Bees

Bees

Bees. Industrious pollinators, often bringing with them a song of humming, whilst in pursuit of the pollen and nectar essential for their survival and our own.  Where would we be without them?

 As a grower of fruit and vegetables, I have appreciated the need for pollinating insects to help set the flowers so they will grow and mature to harvest.  But perhaps more importantly, the pollination helps set the seed, which if harvested as open pollinated seed, can be used again for another year of growing. Saving one’s own seed is a sure way of getting the type of fruit, vegetable and flower that you want to grow again, and again, and again.

 There are so many types of bees and I count myself lucky to have seen a healthy abundance on my allotment. I put down the success of their appearance to just this:  I tried growing all the bee friendly flowers I could manage. I interspersed these with vegetables and fruit.  In previous years, it was the other way around.

I grew veg and stuck in a few flowers. Alongside lavender, rosemary, thyme and many more herbs, a variety of bee and butterfly friendly flowers were grown, some perennial, some annual.  No longer neat rows of monoculture growing, but a mix mash flowers and future food living side by side.

 My change in thinking came about one day while I listened to the hum of a very earnest bumblebee working the salvia shrub next to me.  Having seen bumblebees cover the broad bean flowers earlier in the year, I realised that if I planted more salvia, just for the bumblebee, I would be giving back to the prime pollinator of my broad beans.
===============
_Activity list_
a: Answer these from the passage about bees:
(i) Which three herbs are named as grown alongside the flowers?
(ii) What shrub was the bumblebee working when the writer's thinking changed?
(iii) Which flowers had the writer seen bumblebees cover earlier in the year?
b: Quote the stretch of the passage about bees from "There are so" through "other way around.".
c: Continue the passage about bees from its last sentence.

_Information provided_
===============
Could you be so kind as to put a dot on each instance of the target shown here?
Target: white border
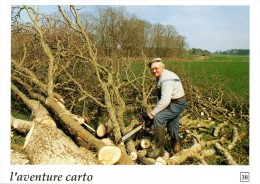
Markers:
(134, 174)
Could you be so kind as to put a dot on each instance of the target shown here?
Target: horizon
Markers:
(212, 28)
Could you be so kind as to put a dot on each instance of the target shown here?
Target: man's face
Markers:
(156, 69)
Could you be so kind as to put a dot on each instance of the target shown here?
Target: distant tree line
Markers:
(197, 51)
(116, 32)
(234, 52)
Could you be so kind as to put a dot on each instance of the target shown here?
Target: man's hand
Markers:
(148, 119)
(150, 115)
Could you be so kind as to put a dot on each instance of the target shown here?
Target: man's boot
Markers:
(176, 147)
(159, 143)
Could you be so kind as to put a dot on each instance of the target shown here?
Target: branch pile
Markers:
(82, 103)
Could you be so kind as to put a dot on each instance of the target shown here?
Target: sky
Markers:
(208, 27)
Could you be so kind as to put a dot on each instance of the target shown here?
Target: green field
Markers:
(234, 76)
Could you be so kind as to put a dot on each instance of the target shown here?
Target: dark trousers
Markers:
(170, 117)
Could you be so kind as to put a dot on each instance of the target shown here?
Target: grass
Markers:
(232, 72)
(233, 75)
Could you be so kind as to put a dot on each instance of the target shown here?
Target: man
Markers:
(171, 102)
===============
_Task results_
a:
(i) Lavender, rosemary and thyme.
(ii) A salvia shrub.
(iii) The broad bean flowers.

b:
There are so many types of bees and I count myself lucky to have seen a healthy abundance on my allotment. I put down the success of their appearance to just this:  I tried growing all the bee friendly flowers I could manage. I interspersed these with vegetables and fruit.  In previous years, it was the other way around.

c:
 Slowly and by turns, I was able to observe what different kinds of bees enjoyed, and subsequently planted those plants, even flowers, which, could be considered by some, weeds, but I like to think of as wildflowers.

 Supporting our wildlife, a healthy diversity, in all its forms is so important for sustainable living. An obvious statement to make, perhaps, so one may wonder  how it is that until the 23rd of January 2025, the UK government allowed the continuation of pesticide use, specifically Cruiser SB, a toxic neonicotinoid, that had been banned in 2018 in the UK and EU. Just a teaspoon of this noxious substance could kill over a billion bees.  Yet, despite the ban, and against the advice of  the Office of Environmental Protection (OEP) and the Health and Safety Executive UK (HSE) , the Department of Environment and Rural Affairs (DEFRA) supported the emergency use by beetroot farmers in the last four years.

 One of the reasons for the current government overturn to this pesticide usage was consideration of the pesticide use on the land. It has been suggested by various soil scientists from universities to NGOs, that contamination of the soil and waterways, where beetroot crops have been sprayed, has been compromised, thus ensuring that any crop, flower and plant growing nearby will be carrying the toxicity within the plant, plants visited by insects and butterflies, killing them.

So I like to think there is cautious cause for celebration. A ban now issued and more insects will be flying as a result.

 But anyone and everyone can contribute to a healthy population of bees and butterflies by growing what these insects love, even if it is a windowsill box of flowering herbs, they will find it.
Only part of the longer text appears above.